:: REQUEST ::
Please take the lines starting with the one containing "table, dropping a point on every instance." and going on through the one containing "potted plant, dropping a point on every instance.", and write them out again with "smartphone" replaced by "mobile phone", leaving everything else unchanged.

═════ DATA IN THIS EXERCISE ═════

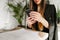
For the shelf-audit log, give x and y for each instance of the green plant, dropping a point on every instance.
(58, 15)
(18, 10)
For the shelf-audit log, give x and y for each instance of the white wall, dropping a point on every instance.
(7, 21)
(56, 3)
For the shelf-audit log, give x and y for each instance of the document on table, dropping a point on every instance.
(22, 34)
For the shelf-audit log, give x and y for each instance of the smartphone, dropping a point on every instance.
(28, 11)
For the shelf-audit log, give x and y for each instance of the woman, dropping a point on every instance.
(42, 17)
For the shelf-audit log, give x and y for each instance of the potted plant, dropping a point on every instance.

═════
═════ DATA IN THIS EXERCISE ═════

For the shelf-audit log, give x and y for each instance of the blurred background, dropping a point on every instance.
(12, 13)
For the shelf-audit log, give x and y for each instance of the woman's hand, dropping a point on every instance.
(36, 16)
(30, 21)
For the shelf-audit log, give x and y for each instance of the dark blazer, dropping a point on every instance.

═════
═════ DATA IN THIS EXERCISE ═════

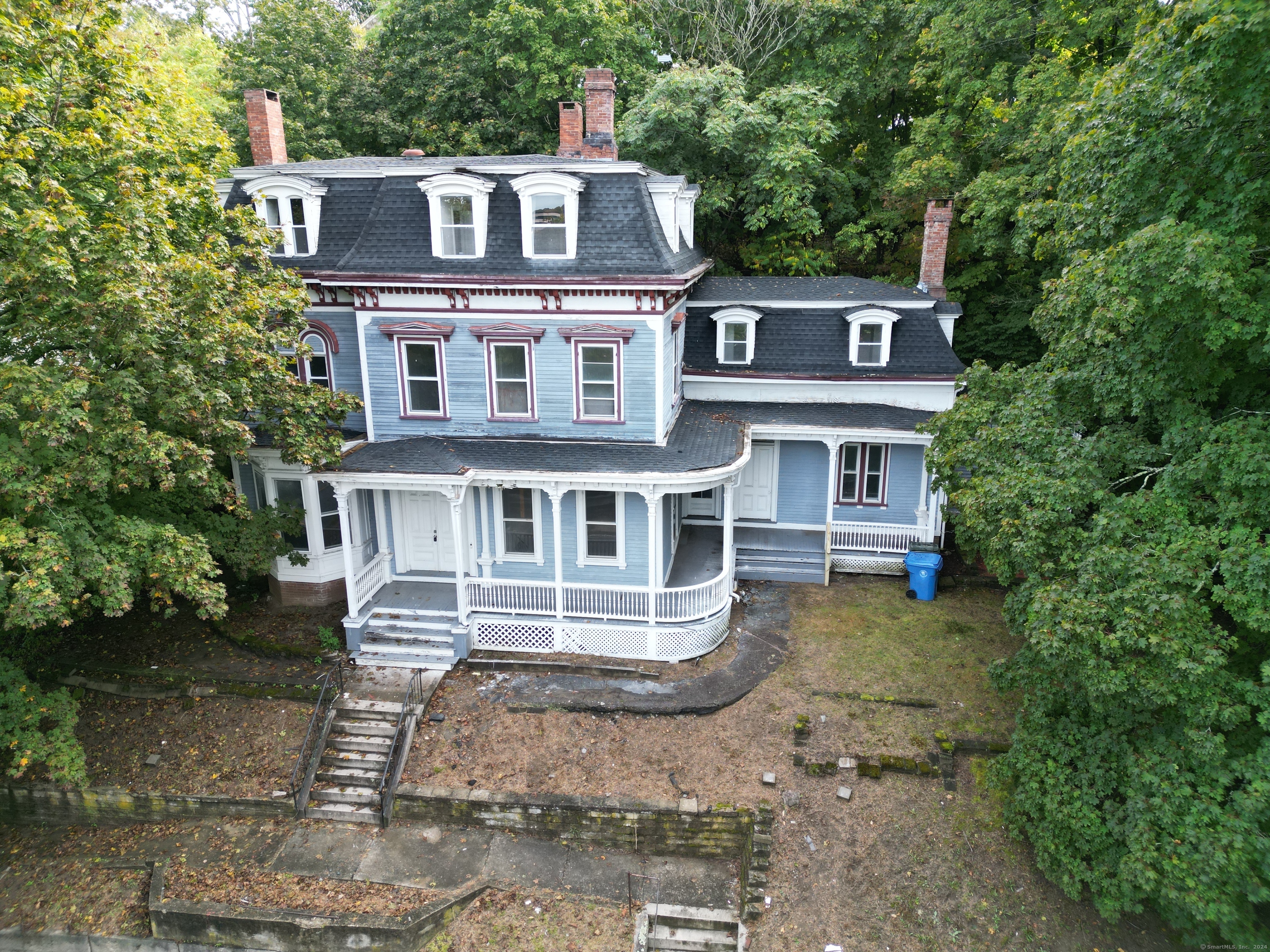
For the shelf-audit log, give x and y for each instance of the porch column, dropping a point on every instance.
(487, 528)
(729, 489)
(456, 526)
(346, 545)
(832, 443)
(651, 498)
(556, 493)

═════

:: RESULT ::
For the shelf-audit log, give x and y for each instance of the document on table, dropping a point on every instance.
(22, 34)
For the shelf-audit log, give x and y for each instance of the mobile phone, dropping a point on every instance.
(28, 11)
For the shelf-audit log, give x and y for each instance of the woman, dropping a point on every instance.
(42, 17)
For the shelf-audit log, give x and y for each instance of the potted plant, dropping a point on every instance.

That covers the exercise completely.